_WHAT TO PRODUCE:_ Gather every line in the data below that contains the string "root", and copy each one in full.

_TASK DATA:_
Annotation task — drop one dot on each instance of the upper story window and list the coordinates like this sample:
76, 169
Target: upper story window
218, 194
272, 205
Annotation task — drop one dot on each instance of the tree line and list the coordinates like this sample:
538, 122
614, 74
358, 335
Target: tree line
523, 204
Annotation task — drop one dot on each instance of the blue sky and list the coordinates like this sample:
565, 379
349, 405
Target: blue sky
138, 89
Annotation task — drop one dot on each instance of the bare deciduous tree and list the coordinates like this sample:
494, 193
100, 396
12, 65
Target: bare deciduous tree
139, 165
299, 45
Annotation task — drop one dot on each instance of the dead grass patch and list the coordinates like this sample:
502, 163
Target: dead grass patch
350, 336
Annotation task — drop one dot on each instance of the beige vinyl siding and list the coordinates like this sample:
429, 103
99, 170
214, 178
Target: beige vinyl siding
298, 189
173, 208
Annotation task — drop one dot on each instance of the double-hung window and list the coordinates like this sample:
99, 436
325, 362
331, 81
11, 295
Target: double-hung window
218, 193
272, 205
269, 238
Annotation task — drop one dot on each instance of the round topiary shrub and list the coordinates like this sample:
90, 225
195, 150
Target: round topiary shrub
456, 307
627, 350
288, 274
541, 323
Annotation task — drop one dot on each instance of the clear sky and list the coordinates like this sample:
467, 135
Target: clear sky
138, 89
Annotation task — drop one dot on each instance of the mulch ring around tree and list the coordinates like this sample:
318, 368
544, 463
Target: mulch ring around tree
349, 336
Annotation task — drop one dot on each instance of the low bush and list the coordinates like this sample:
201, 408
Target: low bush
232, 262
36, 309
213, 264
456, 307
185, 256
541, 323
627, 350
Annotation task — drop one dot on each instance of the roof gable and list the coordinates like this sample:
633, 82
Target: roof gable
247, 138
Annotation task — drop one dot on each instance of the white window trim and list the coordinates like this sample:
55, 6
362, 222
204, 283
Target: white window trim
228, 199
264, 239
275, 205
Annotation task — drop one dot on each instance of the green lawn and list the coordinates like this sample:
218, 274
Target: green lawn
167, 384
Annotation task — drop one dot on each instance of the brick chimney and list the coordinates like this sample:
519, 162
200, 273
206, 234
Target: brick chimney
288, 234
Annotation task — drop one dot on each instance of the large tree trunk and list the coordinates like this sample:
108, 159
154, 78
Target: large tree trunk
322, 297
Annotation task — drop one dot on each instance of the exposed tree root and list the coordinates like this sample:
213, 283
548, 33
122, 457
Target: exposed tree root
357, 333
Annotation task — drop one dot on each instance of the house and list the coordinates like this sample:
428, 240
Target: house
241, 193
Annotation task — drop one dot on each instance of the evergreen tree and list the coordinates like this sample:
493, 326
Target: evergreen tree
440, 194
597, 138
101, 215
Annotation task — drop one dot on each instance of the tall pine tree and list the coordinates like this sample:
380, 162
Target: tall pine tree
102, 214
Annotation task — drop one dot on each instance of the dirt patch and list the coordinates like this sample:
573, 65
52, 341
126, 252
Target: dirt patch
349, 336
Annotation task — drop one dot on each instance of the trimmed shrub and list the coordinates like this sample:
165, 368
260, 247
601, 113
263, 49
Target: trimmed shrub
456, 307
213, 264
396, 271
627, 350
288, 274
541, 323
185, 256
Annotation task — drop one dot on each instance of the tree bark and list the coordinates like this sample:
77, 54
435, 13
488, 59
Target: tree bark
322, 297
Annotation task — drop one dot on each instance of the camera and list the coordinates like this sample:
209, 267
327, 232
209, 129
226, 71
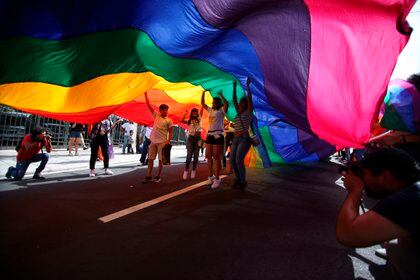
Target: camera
355, 167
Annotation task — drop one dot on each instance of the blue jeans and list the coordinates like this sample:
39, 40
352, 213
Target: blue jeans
22, 165
192, 151
240, 147
145, 150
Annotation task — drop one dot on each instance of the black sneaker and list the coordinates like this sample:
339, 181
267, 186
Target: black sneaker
236, 184
37, 176
9, 172
148, 179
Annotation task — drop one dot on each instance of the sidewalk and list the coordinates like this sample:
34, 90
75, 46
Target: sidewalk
60, 161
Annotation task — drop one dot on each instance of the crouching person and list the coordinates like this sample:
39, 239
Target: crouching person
29, 152
392, 176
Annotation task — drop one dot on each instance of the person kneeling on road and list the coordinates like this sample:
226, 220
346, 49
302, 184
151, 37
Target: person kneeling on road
160, 136
28, 152
392, 176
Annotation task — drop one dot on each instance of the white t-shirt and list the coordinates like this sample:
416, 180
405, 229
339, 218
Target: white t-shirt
216, 117
160, 129
194, 127
127, 127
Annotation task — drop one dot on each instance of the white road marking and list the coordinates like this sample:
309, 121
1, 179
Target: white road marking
152, 202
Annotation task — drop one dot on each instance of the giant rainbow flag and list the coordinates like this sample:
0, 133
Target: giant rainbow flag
319, 68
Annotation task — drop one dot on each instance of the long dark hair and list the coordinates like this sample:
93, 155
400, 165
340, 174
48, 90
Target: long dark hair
193, 117
219, 101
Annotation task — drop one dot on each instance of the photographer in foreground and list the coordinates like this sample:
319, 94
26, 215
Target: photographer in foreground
29, 150
392, 176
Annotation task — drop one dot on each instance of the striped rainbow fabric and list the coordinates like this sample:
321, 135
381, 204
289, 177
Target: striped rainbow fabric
319, 68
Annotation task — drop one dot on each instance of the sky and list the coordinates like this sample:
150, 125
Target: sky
409, 60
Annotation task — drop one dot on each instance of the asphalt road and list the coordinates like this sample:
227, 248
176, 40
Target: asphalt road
281, 227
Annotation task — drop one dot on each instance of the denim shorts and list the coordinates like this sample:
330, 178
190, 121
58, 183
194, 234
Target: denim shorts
75, 134
215, 139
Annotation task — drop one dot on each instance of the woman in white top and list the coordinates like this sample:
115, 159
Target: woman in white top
215, 139
194, 135
241, 141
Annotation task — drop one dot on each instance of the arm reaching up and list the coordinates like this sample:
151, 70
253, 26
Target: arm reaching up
184, 116
148, 103
249, 95
225, 102
203, 102
235, 97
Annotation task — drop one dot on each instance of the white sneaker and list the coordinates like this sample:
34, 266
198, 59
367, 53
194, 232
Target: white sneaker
381, 253
108, 171
210, 179
216, 183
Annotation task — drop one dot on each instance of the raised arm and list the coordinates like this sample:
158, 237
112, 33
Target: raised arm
115, 124
203, 102
249, 95
184, 116
170, 135
225, 102
235, 97
148, 103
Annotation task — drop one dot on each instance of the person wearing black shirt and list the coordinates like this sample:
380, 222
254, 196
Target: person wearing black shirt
391, 175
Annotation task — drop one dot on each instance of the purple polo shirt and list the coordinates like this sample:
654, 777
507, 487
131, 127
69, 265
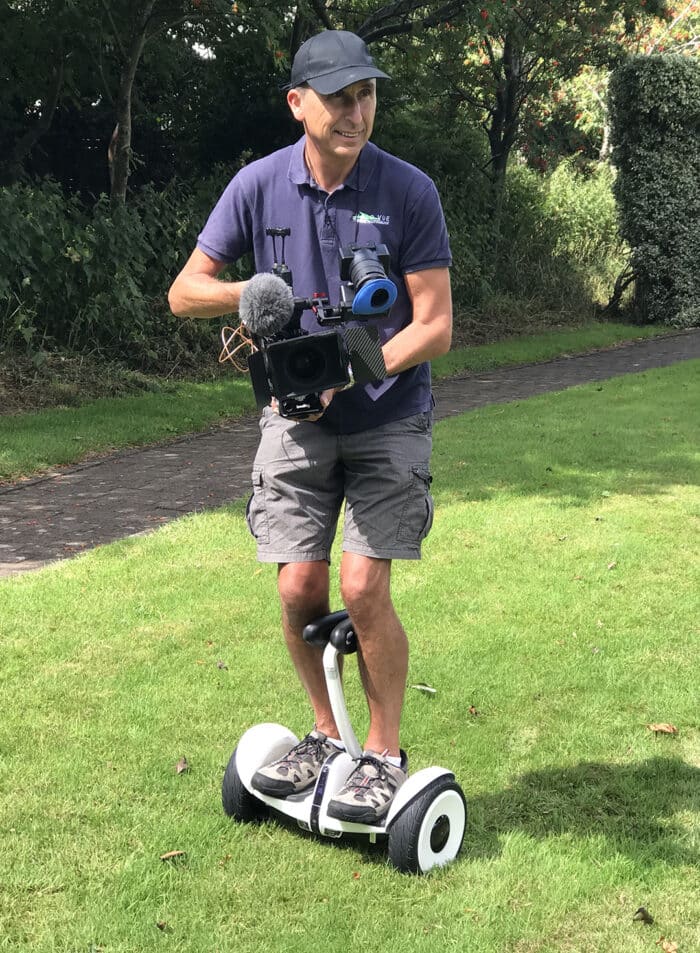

_RESULT OF THE EXERCISE:_
Annotation task — drop one dot on each instance of the exposed tree root and list the coordinates like this sample:
Target: exposed tree root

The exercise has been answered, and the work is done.